+++ Documento
A criança como sujeito

Para tanto, Nair fundamentou a pesquisa em especialistas em sociologia da infância, como William Corsaro e o português Manuel Sarmento, além de autores como Elizabeth Graue e Daniel Walsh, que se aprofundam nas reflexões sobre a infância e no desenvolvimento de metodologias que colocam as crianças como sujeitos de pesquisa.

Além disso, Nair entrevistou professores que atuam tanto em sala de aula durante o período regular, quanto nas oficinas do Cidadescola. Dessa forma, ela pôde analisar e confrontar distintas perspectivas e pontos de vista.

Na pesquisa as crianças foram orientadas por Nair a fotografar situações e elementos no ambiente escolar que julgassem ser interessantes. A cada dia, uma criança era sorteada para fotografar.

Com as fotos feitas pelos alunos em mãos, Nair selecionava aquelas que considerava mais interessantes e pedia para as crianças fazerem o mesmo. Ao fazer a seleção, a pesquisadora constatou um aspecto fundamental para sua investigação: a diferença de pontos de vista e de visões entre adultos e crianças.

“Elas tiravam fotos dos coelhos da escola e das mochilas. Fiquei intrigada com aquilo, eram bolsas e mais bolsas”, relata. “Eu perguntei para uma menina: por que você está tirando foto da bolsa? Ela respondeu: mas eu não estou tirando foto da bolsa, eu estou tirando foto da Tinker Bell, do Batman, do Homem Aranha”, conta a pesquisadora.

Com isso, Nair percebeu que as crianças estavam fotografando os personagens de que gostavam e que tinham significado para eles, não as mochilas. “O que já mostra como crianças e adultos veem as coisas de maneira totalmente diferente.”

Além disso, a seleção das fotos mais significativas da pesquisadora raramente coincidia com a das crianças. E quando coincidiam, os motivos eram diferentes. “As crianças diziam: ah, escolhi porque estou com o meu amigo; enquanto eu escolhia porque eles estavam fazendo uma atividade legal, interessante. Eles não estavam nem aí com a atividade, eles estavam desfrutando da relação com seus pares.”

Essa percepção foi importante para Nair aprofundar as análises sobre a questão norteadora da pesquisa: a ludicidade na escola.
++++++
+++ Extrato de dados
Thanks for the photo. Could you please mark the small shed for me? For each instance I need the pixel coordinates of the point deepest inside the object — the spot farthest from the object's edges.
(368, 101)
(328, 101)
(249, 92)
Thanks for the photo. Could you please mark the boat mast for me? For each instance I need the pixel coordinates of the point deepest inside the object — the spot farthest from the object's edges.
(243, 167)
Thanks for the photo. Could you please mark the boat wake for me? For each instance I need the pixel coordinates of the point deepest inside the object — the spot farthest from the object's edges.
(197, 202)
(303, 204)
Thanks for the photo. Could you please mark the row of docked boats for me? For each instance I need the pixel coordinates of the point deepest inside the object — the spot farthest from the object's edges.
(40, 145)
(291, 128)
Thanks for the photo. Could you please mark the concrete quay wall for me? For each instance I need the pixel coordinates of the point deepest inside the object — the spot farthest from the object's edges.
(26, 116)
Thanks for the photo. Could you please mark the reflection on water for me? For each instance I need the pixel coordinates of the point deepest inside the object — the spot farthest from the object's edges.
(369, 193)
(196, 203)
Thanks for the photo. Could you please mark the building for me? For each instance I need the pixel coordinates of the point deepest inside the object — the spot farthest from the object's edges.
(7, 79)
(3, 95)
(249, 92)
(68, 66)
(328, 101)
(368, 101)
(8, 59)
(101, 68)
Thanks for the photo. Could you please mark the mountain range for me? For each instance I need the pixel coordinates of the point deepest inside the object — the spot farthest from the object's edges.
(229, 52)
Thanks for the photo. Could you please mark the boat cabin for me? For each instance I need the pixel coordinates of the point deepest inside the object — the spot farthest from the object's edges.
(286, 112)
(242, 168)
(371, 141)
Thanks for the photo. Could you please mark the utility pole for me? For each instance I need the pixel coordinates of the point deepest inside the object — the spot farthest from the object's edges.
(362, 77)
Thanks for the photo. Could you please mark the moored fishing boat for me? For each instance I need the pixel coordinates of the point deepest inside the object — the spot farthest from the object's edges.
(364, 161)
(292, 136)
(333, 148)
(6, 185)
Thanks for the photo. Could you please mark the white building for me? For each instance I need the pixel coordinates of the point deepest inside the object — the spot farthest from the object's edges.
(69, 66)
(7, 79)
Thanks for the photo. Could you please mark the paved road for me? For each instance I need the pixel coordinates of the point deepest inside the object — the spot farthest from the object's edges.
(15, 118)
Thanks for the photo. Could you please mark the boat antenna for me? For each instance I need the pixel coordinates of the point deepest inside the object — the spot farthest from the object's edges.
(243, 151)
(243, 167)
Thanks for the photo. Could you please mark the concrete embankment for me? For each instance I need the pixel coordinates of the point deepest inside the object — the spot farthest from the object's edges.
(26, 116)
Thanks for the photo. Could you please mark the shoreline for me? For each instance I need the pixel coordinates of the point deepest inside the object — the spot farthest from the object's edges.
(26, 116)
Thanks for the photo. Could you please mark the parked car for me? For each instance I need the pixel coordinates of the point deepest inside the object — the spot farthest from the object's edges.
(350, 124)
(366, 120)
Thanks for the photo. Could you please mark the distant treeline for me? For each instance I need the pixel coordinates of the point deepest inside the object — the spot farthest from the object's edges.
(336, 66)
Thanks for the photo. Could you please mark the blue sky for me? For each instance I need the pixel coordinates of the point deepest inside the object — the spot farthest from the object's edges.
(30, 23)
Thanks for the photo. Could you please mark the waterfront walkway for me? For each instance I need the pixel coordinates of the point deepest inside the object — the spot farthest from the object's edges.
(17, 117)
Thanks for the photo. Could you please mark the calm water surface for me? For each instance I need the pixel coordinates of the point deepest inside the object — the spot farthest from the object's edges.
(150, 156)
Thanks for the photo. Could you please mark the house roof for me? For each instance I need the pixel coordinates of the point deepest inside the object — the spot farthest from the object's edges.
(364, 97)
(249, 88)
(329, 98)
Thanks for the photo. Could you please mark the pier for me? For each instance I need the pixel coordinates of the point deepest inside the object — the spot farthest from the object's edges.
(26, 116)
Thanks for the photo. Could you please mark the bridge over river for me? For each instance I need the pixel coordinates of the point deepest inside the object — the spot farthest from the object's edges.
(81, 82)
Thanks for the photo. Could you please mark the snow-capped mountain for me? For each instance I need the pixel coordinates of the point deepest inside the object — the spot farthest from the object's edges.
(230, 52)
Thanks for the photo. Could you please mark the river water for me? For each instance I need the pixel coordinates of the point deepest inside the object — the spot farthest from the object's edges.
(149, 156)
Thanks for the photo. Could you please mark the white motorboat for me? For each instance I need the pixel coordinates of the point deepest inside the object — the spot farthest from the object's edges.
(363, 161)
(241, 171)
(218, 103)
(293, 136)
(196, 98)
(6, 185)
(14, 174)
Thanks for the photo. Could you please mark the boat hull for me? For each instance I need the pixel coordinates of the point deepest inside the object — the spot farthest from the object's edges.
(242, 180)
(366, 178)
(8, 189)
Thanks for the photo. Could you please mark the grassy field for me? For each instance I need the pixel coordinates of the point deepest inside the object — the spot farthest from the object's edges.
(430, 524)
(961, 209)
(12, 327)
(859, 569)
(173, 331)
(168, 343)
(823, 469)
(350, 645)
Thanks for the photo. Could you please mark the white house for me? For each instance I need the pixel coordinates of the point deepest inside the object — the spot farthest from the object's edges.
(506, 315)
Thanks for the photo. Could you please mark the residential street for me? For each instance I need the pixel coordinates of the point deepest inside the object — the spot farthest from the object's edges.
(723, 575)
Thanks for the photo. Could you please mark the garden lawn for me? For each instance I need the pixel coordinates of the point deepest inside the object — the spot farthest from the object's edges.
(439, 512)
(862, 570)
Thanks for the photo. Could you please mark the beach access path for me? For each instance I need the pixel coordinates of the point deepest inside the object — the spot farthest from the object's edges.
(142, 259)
++++++
_Requisitos_.
1/ Responda às perguntas com base no texto sobre a criança como sujeito:
(a) Como era escolhida, a cada dia, a criança que faria as fotos?
(b) De quais personagens a menina disse estar tirando foto?
(c) Qual era a questão norteadora da pesquisa?
2/ Troque "beach access path" por "coastal footpath" nas linhas do conjunto de dados, da linha que contém "Thanks for the photo. Could you please mark the beach" até o fim dessas linhas, e reescreva apenas esse trecho, sem nenhuma outra alteração.

_Respostas esperadas_.
1/
(a) A criança era sorteada.
(b) Da Tinker Bell, do Batman e do Homem Aranha.
(c) A ludicidade na escola.

2/
Thanks for the photo. Could you please mark the coastal footpath for me? For each instance I need the pixel coordinates of the point deepest inside the object — the spot farthest from the object's edges.
(142, 259)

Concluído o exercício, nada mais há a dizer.